▸ Text excerpt:
++++

We lodge Application of Visa 820 May 30, 2012, they received it May 31, 2012 in perth, and got approved the same day May 31, 2012 its just 1 day approval, We didn't expected that this so fast but anyway its a blessing ... Now we are start counting for 2 years ...


----------



## Laura81ita (Sep 29, 2011)

kimmington said:


> Thank you very much!!
> 
> To answer your questions:
> 
> ...


Wow!!congratulations!!!
Your history sounds just like mine... applied in person in Perth, type of proofs given,etc...
the only difference is that I have been waiting 6 months and I am still waiting for an answer!  
How long have you been with your bf before moving to australia?


----------



## allansarh (May 14, 2012)

kimmington said:


> Hi everyone!
> 
> I got the notification a few days ago that my partner 820 visa was approved within 4 working days after I lodged my application (applied March 30, approved April 5)! Amazing! This forum was definitely a great help
> 
> Just in case anyone is interested, I applied in person, on-shore.


Hi Congrats to you Kimmington,
may i ask you what kind of visa your talking about? is that partner visa onshore temporary subclass 820 or a fiance visa?i was amaze u did it only for 5 days...pls tel lme about it..thanks


----------



## allansarh (May 14, 2012)

++++

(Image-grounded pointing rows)
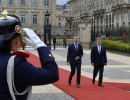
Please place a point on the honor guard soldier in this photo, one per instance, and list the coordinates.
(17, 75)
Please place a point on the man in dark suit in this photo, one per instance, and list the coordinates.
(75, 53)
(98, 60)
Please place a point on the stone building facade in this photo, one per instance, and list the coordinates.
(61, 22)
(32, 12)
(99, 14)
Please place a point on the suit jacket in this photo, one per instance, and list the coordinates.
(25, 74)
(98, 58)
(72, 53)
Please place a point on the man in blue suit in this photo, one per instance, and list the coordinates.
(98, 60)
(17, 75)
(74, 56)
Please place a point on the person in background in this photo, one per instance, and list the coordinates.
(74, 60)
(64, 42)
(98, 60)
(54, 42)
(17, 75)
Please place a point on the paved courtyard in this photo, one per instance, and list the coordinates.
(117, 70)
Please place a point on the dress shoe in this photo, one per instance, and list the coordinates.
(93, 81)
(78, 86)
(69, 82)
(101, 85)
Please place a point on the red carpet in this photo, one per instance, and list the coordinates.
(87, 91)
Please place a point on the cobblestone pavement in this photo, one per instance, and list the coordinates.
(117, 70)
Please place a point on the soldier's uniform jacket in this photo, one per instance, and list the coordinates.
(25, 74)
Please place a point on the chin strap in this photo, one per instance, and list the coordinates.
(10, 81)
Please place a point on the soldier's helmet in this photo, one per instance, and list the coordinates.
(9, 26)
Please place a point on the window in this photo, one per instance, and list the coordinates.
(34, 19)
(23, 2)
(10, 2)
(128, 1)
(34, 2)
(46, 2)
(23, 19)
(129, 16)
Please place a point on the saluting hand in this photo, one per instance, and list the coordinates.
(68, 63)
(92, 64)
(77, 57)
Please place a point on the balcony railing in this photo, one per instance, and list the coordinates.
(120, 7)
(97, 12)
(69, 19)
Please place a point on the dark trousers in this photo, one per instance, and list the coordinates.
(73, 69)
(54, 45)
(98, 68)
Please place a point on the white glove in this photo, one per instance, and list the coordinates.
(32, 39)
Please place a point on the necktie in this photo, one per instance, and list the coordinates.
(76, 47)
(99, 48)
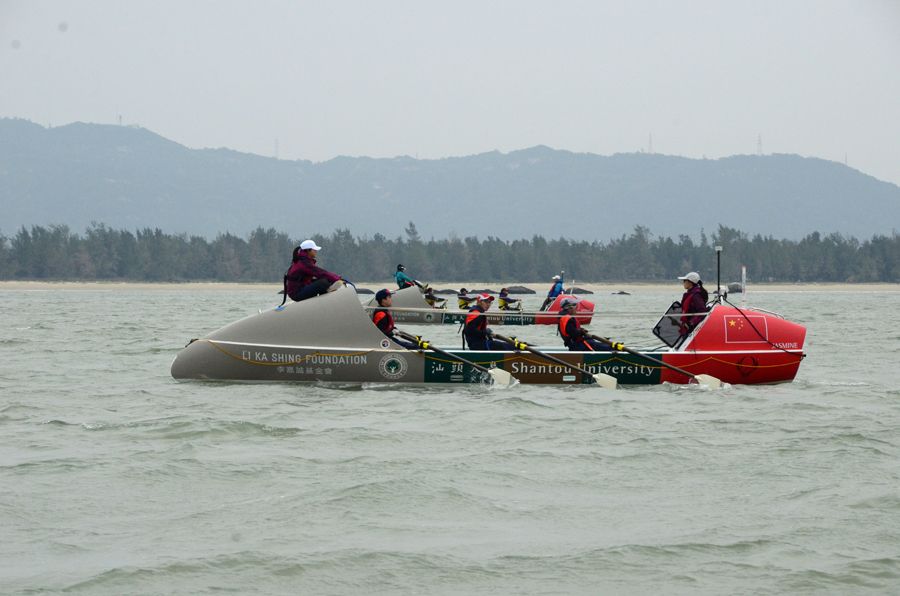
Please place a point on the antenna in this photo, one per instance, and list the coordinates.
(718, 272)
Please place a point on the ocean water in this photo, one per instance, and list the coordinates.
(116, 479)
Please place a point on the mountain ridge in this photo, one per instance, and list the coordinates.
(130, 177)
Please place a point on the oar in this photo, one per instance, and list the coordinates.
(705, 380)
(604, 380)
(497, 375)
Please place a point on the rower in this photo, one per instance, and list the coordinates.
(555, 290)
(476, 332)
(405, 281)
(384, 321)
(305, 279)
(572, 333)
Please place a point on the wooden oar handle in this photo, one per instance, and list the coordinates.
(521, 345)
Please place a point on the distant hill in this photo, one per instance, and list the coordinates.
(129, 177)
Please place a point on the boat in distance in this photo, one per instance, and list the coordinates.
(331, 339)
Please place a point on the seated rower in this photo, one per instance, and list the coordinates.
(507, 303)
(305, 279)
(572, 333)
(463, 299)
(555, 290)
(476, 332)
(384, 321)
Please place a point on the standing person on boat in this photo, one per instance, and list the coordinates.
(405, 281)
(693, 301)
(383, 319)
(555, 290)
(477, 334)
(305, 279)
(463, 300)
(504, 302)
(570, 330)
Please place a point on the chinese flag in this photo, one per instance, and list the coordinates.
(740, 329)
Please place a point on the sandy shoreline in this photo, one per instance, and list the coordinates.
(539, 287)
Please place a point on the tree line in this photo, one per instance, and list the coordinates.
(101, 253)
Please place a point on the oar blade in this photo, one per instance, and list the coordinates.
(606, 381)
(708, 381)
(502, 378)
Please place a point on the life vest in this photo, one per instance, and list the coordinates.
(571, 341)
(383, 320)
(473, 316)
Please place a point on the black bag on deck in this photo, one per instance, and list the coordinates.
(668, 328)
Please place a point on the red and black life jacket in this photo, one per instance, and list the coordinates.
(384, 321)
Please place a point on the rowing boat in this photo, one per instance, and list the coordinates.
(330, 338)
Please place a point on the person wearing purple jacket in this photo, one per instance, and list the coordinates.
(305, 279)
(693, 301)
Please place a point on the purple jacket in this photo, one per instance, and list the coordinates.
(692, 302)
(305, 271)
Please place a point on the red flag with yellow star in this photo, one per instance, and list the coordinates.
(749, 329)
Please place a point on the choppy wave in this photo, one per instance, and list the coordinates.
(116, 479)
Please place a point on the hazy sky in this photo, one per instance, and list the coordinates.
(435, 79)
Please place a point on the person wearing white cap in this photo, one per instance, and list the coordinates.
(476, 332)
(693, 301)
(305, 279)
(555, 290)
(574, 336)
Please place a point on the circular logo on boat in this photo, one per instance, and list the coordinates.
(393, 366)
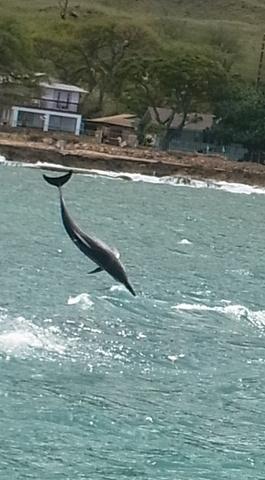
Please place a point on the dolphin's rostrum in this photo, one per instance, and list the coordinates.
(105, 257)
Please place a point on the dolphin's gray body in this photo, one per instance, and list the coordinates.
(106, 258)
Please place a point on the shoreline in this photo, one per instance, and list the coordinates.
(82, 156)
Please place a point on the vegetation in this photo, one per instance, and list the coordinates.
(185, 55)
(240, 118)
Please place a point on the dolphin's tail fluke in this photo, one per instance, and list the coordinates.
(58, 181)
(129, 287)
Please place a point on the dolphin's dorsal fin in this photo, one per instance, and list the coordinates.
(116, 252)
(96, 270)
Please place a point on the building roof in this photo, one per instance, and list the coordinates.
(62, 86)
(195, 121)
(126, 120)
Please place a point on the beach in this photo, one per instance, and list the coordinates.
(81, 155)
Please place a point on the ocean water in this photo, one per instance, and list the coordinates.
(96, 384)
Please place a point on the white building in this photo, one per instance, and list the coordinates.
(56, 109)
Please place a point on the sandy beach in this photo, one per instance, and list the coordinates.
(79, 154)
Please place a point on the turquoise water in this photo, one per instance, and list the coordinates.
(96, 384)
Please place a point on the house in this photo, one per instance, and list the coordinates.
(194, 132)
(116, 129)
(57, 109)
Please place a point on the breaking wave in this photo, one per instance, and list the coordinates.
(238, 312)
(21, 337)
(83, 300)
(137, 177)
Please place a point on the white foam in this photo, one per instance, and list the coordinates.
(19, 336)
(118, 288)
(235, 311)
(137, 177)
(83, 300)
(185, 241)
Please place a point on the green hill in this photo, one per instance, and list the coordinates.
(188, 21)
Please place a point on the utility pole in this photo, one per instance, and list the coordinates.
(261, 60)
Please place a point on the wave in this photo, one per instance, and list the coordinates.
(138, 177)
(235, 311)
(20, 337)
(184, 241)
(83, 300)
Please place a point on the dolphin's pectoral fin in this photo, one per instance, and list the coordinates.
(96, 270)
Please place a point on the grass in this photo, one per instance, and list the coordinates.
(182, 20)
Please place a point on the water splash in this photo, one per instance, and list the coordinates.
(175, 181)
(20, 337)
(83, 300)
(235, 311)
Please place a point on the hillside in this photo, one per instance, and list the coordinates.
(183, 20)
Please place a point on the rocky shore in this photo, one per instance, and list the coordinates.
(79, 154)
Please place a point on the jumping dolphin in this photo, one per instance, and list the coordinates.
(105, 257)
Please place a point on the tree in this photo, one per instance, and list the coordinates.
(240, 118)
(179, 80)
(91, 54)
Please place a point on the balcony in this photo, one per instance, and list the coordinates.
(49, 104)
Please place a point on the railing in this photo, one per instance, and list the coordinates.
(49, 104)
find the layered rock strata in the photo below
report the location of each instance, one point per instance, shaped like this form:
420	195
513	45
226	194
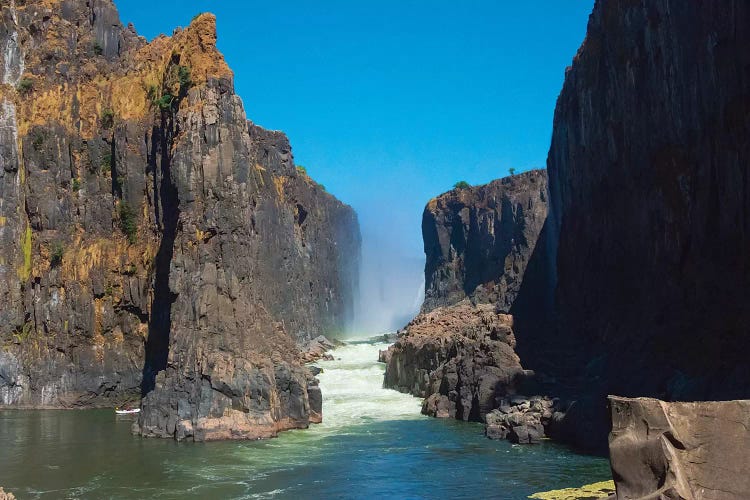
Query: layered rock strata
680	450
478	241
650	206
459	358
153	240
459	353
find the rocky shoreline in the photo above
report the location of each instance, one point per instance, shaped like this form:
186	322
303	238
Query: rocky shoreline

++++

▸ Required work:
a) In the forum thread on the 820 partner visa, how long has Laura81ita been waiting for an answer?
b) Write the next part of the forum thread on the 820 partner visa, picking up from where it stops.
None of the rows are needed here.

▸ Task results:
a) Six months.

b)
msamosco31 said:


> We lodge Application of Visa 820 May 30, 2012, they received it May 31, 2012 in perth, and got approved the same day May 31, 2012 its just 1 day approval, We didn't expected that this so fast but anyway its a blessing ... Now we are start counting for 2 years ...


 That is so terrific msamosco31,are u the sponsor or the applicant? if u are the sponsor where from is your partner?thanks


----------



## msamosco31 (Nov 16, 2011)

allansarh said:


> That is so terrific msamosco31,are u the sponsor or the applicant? if u are the sponsor where from is your partner?thanks


Hello allansarh I'm the Applicant ... I'm from the Philippines ....


----------



## Eiti (Sep 11, 2011)

That's amazing, congratulations!!! I wish it was like that with my case...


----------



## allansarh (May 14, 2012)

msamosco31 said:


> Hello allansarh I'm the Applicant ... I'm from the Philippines ....


let me ask you this,pls tell me the truth..what time did you put your application on may 30,2012?b'coz im getting hard to believe that,if u are from the philippines you could not apply a visa to come in australia.you should lodge your application in the philippines..pls tell me the whole story of your situation pls msamosco31...thanks i'll appriaciate it if u answer my question...


----------



## msamosco31 (Nov 16, 2011)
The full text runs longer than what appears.